• _SOURCE EXTRACT_:
↓
Thursday, February 12, 2009

Let old banks die, use the money to start new banks

Paul Romer suggests using the TARP money to just start new banks rather than throwing good money after bad in bailing out banks that are full of toxic assets.

Tom Philpott, over at Gristmill promises to discuss other banking models. He links to Martin Wolf at the Financial Times who writes, "a sizeable proportion of [U.S.] financial institutions are insolvent: their assets are, under plausible assumptions, worth less than their liabilities."

Monday, February 09, 2009

The Independent reverses its opinion of pot.

The Independent, which was an active campaigner for the shift in status from Class B to Class C for cannabis, now reverses its stance and issues an apology.

Friday, February 06, 2009

Congressional Budget Office declares Obama plan is worse than doing nothing.

The CBO reported on Wednesday that Obama's economic recovery package will actually hurt the economy more in the long run than if he were to do nothing, by .1 to .3% GDP. CBO does report the Senate bill would produce between 1.4 percent and 4.1 percent higher growth in 2009 than if there was no action, but the cost beyond the near term into the medium term would exceed the benefit.
↑
• _EXPLORE THE MATERIAL_:
(a) Answer these three questions from the blog posts above, one answer per line, marked to match:
(i) Who suggests spending the TARP money on starting new banks?
(ii) The Independent once campaigned for what change in cannabis status?
(iii) On what day of the week did the CBO report on the recovery package?
(b) List every person named in the blog posts above.
(c) Carry on the blog posts above from where they stop.

• _MATERIAL SHOWN_:
↓
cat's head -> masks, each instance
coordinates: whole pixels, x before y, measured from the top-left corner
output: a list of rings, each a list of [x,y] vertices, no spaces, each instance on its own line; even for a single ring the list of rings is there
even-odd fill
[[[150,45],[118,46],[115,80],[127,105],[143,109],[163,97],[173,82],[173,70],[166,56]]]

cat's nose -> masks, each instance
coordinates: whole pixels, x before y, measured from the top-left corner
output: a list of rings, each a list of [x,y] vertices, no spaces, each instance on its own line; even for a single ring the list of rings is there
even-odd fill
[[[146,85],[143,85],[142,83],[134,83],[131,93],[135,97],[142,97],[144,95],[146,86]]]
↑
• _TASK ANSWERS_:
(a)
(i) Paul Romer
(ii) A shift from Class B to Class C
(iii) Wednesday

(b)
Paul Romer
Tom Philpott
Martin Wolf
Obama

(c)
I recall during the ill-advised steel tariff, Mickey Kaus pointing out that the cost per job saved was around a quarter million per job.

This "stimulus" is in the same ballpark. Given the most generously small package, $750 billion and the most generous jobs creation figure 4.1 million, I get $183,000 per job saved. Given that maximal job production at optimal spending is unlikey, the quarter million figure is probabaly more accurate.

With that kind of money, you could pay people not to work until the next recession. Rinse and repeat.